Task requirements: Retype the whole listing exactly. Leave out pictures.

(Beginning of Source data)

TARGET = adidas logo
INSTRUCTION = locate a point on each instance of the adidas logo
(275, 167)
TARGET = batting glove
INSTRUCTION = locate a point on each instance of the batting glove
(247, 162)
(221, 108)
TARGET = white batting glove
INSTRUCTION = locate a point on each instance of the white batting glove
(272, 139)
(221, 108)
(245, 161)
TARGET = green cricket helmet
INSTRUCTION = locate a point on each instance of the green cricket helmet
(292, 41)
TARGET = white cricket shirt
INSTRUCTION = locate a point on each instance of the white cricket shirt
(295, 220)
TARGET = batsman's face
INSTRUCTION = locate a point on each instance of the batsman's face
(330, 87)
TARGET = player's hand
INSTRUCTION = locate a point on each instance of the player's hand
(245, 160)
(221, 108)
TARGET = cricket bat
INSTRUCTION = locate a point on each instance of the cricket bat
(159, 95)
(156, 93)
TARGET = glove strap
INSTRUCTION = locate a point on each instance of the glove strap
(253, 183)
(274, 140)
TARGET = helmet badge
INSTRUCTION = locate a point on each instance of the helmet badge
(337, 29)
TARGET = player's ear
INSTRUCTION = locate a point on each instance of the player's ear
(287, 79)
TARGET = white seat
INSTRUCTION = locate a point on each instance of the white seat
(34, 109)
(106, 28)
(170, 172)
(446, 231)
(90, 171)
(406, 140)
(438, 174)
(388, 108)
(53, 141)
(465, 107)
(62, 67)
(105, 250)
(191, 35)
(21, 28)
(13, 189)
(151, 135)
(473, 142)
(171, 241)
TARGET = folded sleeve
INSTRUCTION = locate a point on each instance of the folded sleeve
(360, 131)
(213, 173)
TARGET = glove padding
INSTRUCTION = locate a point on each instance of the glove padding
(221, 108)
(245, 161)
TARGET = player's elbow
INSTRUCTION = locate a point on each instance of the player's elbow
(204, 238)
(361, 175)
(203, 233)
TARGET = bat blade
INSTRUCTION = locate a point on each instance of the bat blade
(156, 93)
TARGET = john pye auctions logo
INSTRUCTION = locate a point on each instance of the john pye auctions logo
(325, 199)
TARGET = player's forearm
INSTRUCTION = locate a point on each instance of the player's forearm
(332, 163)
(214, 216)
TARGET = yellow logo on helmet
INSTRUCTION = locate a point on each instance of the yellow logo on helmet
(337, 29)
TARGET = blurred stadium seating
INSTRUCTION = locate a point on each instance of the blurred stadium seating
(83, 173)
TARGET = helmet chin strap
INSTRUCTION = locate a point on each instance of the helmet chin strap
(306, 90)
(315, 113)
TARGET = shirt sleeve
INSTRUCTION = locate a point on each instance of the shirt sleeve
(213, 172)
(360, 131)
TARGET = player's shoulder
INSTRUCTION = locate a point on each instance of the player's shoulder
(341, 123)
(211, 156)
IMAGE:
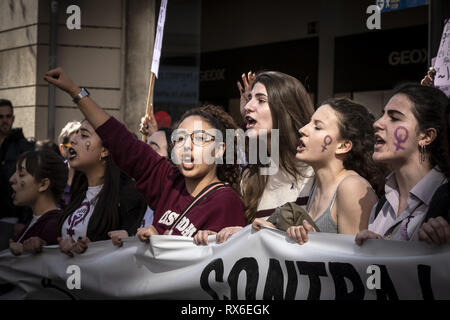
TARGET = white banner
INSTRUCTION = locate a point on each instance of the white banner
(250, 265)
(158, 39)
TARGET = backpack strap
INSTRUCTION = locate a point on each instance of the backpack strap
(380, 205)
(202, 195)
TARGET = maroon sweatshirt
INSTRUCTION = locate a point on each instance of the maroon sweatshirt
(45, 228)
(163, 186)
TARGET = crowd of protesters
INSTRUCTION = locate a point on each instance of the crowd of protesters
(338, 170)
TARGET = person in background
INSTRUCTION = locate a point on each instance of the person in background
(161, 142)
(12, 144)
(102, 198)
(38, 183)
(47, 145)
(436, 229)
(171, 190)
(64, 144)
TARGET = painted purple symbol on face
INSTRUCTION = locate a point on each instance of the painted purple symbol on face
(401, 135)
(326, 142)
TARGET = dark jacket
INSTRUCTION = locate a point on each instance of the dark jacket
(440, 203)
(131, 210)
(13, 146)
(45, 228)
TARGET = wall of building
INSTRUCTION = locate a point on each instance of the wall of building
(109, 56)
(18, 60)
(227, 25)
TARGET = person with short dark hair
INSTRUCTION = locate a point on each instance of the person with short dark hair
(409, 140)
(12, 144)
(38, 183)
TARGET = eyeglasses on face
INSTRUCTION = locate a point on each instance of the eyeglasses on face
(198, 137)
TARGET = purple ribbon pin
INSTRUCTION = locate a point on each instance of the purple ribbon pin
(401, 135)
(326, 142)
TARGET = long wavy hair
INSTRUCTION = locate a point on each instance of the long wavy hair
(429, 107)
(291, 108)
(221, 121)
(356, 125)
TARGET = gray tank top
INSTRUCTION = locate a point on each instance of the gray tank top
(325, 222)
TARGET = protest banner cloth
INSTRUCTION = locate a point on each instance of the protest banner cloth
(251, 265)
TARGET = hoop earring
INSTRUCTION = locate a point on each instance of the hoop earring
(422, 154)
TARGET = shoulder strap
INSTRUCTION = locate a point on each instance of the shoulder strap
(380, 205)
(203, 194)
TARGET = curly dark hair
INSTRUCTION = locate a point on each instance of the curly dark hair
(429, 106)
(291, 108)
(221, 121)
(356, 125)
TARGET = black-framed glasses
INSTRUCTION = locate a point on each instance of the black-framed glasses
(198, 137)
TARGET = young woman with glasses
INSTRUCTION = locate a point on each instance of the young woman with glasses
(169, 189)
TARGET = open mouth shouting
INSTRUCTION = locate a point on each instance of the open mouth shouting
(379, 142)
(250, 122)
(72, 154)
(187, 161)
(301, 147)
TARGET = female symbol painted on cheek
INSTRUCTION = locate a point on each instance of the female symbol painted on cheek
(326, 142)
(401, 135)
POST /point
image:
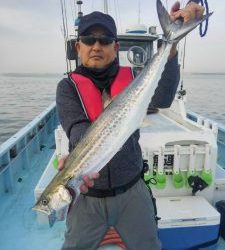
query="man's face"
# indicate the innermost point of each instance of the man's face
(97, 55)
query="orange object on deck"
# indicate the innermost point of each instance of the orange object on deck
(112, 237)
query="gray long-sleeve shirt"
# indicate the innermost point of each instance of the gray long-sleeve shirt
(127, 163)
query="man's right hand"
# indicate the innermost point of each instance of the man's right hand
(87, 179)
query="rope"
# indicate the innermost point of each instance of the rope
(202, 32)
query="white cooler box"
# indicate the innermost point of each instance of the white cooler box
(187, 222)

(End of Source data)

Response below:
TARGET = adidas logo
INSTRUCTION = locate a point on each instance of the adidas logo
(275, 167)
TARGET = batting glove
INSTRUCTION = locate a point on each instance of the batting glove
(247, 162)
(221, 108)
TARGET = white batting glove
INSTRUCTION = locate a point on each instance of the white batting glove
(272, 139)
(221, 108)
(245, 161)
TARGET = green cricket helmet
INSTRUCTION = locate a point on each instance of the green cricket helmet
(292, 41)
TARGET = white cricket shirt
INSTRUCTION = locate a point on each instance of the white cricket shirt
(295, 220)
TARGET = batsman's face
INSTRUCTION = locate a point on each instance of the batsman's face
(330, 87)
TARGET = player's hand
INSTRUCTION = locate a point on each instance of the player's hand
(245, 160)
(221, 108)
TARGET = cricket bat
INSTRUCTION = locate a point on each instance of the cricket bat
(159, 95)
(156, 93)
TARGET = glove strap
INSTRUCTION = locate a point on each instance of the glove strap
(253, 183)
(274, 140)
TARGET = helmet badge
INSTRUCTION = locate a point on each instance of the helmet badge
(337, 29)
TARGET = player's ear
INSTRUCTION = locate a point on each instance of the player's ear
(287, 79)
TARGET = white seat
INSTRUCTION = locate a point on each instance of the white seat
(34, 109)
(106, 28)
(170, 172)
(446, 231)
(90, 171)
(406, 140)
(438, 174)
(388, 108)
(53, 141)
(465, 107)
(62, 67)
(105, 250)
(191, 35)
(21, 28)
(13, 189)
(151, 135)
(473, 142)
(171, 241)
TARGET = folded sleeve
INSTRUCTION = locate a point on each instance of the folded sleeve
(360, 131)
(213, 173)
TARGET = glove padding
INSTRUCTION = locate a point on each instance of the glove padding
(221, 108)
(245, 161)
TARGET = player's elbow
INSTRUCTION = locate a point on each instance of the player's elbow
(204, 238)
(361, 175)
(203, 233)
TARGET = bat blade
INSTRUCTION = locate a point on each instance of the bat blade
(156, 93)
TARGET = john pye auctions logo
INSTRUCTION = locate a point on each instance of the john pye auctions logo
(325, 199)
TARGET = player's forearm
INSTRUCTION = locate a point on each instance of the player's forearm
(332, 163)
(214, 216)
TARGET = yellow logo on helmet
INSTRUCTION = locate a point on each instance of the yellow logo on helmet
(337, 29)
TARGET = blurred stadium seating
INSTRUCTION = locate a point on each instance of the blurred stadium seating
(83, 173)
TARGET = helmet chin strap
INSTRUCTION = locate a point on each instance of the helmet chin strap
(306, 90)
(315, 113)
TARGET = shirt sleeve
INSTRUCTION = locate a point on each instance of the shirt sleeve
(213, 172)
(360, 131)
TARGET = player's shoulder
INSTRUCTION = locate a point on each instance of the player's shoulder
(341, 123)
(211, 156)
IMAGE:
TARGET = white banner
INSTRUCTION = locate a point on each instance of the white banner
(250, 265)
(158, 39)
TARGET = backpack strap
INSTRUCTION = locate a point on each instance of the backpack strap
(380, 205)
(202, 195)
TARGET = maroon sweatshirt
INSTRUCTION = locate a point on each instance of the maroon sweatshirt
(45, 228)
(163, 186)
TARGET = crowd of protesters
INSTRUCTION = locate a point on each instance of the crowd of protesters
(338, 170)
TARGET = person in background
INSTRUCTION = locate a point on each instance of the person in background
(161, 142)
(12, 144)
(102, 198)
(38, 183)
(47, 145)
(436, 229)
(171, 190)
(64, 144)
TARGET = painted purple symbol on face
INSTRUCTION = locate a point on each instance of the painted purple symbol on face
(401, 135)
(326, 142)
TARGET = dark jacket
INSTRUCTION = locate a point on each instance of the dark jacket
(440, 203)
(131, 210)
(13, 146)
(45, 228)
TARGET = wall of building
INSTRUCTION = locate a point on each instance of the wall of building
(109, 56)
(18, 60)
(227, 25)
TARGET = person with short dark hair
INSTRUCTION = locate a point on each instance of the person with short dark hair
(409, 140)
(12, 144)
(38, 183)
TARGET = eyeglasses on face
INSTRUCTION = locate a point on each instance of the eyeglasses on face
(198, 137)
TARGET = purple ribbon pin
INSTRUCTION = locate a point on each instance of the purple ribbon pin
(401, 135)
(326, 142)
TARGET = long wavy hair
INSTRUCTION = locate a point on each instance of the long wavy hair
(429, 107)
(291, 108)
(221, 121)
(356, 125)
TARGET = gray tank top
INSTRUCTION = locate a point on each instance of the gray tank top
(325, 222)
TARGET = protest banner cloth
INSTRUCTION = locate a point on each instance of the protest banner cloth
(251, 265)
TARGET = hoop earring
INSTRUCTION = locate a point on each instance of the hoop earring
(422, 154)
TARGET = shoulder strap
INSTRUCTION = locate a point on each instance of the shoulder strap
(380, 205)
(203, 194)
TARGET = curly dark hair
INSTRUCTION = locate a point on each instance of the curly dark hair
(429, 106)
(291, 108)
(221, 121)
(356, 125)
TARGET = black-framed glasses
INSTRUCTION = locate a point on each instance of the black-framed glasses
(198, 137)
TARGET = young woman with glasses
INSTRUCTION = locate a point on each instance of the young woman with glasses
(169, 189)
TARGET = open mouth shouting
INSTRUCTION = locate a point on each instance of the open mouth shouting
(379, 142)
(250, 122)
(72, 154)
(187, 161)
(301, 147)
TARGET = female symbol painted on cheek
INSTRUCTION = locate a point on each instance of the female symbol painted on cheek
(326, 142)
(401, 135)
POST /point
image:
query="man's face"
# indicate the innermost point of each instance of the man's face
(97, 55)
query="orange object on deck"
# indicate the innermost point of each instance of the orange object on deck
(112, 237)
query="gray long-sleeve shirt"
# indicate the innermost point of each instance of the gray long-sleeve shirt
(127, 163)
query="man's right hand"
# indicate the innermost point of each instance of the man's right hand
(87, 179)
query="rope"
# indicate the innermost point of each instance of the rope
(202, 32)
query="white cooler box"
# indicate the innermost point of each instance of the white cooler box
(187, 222)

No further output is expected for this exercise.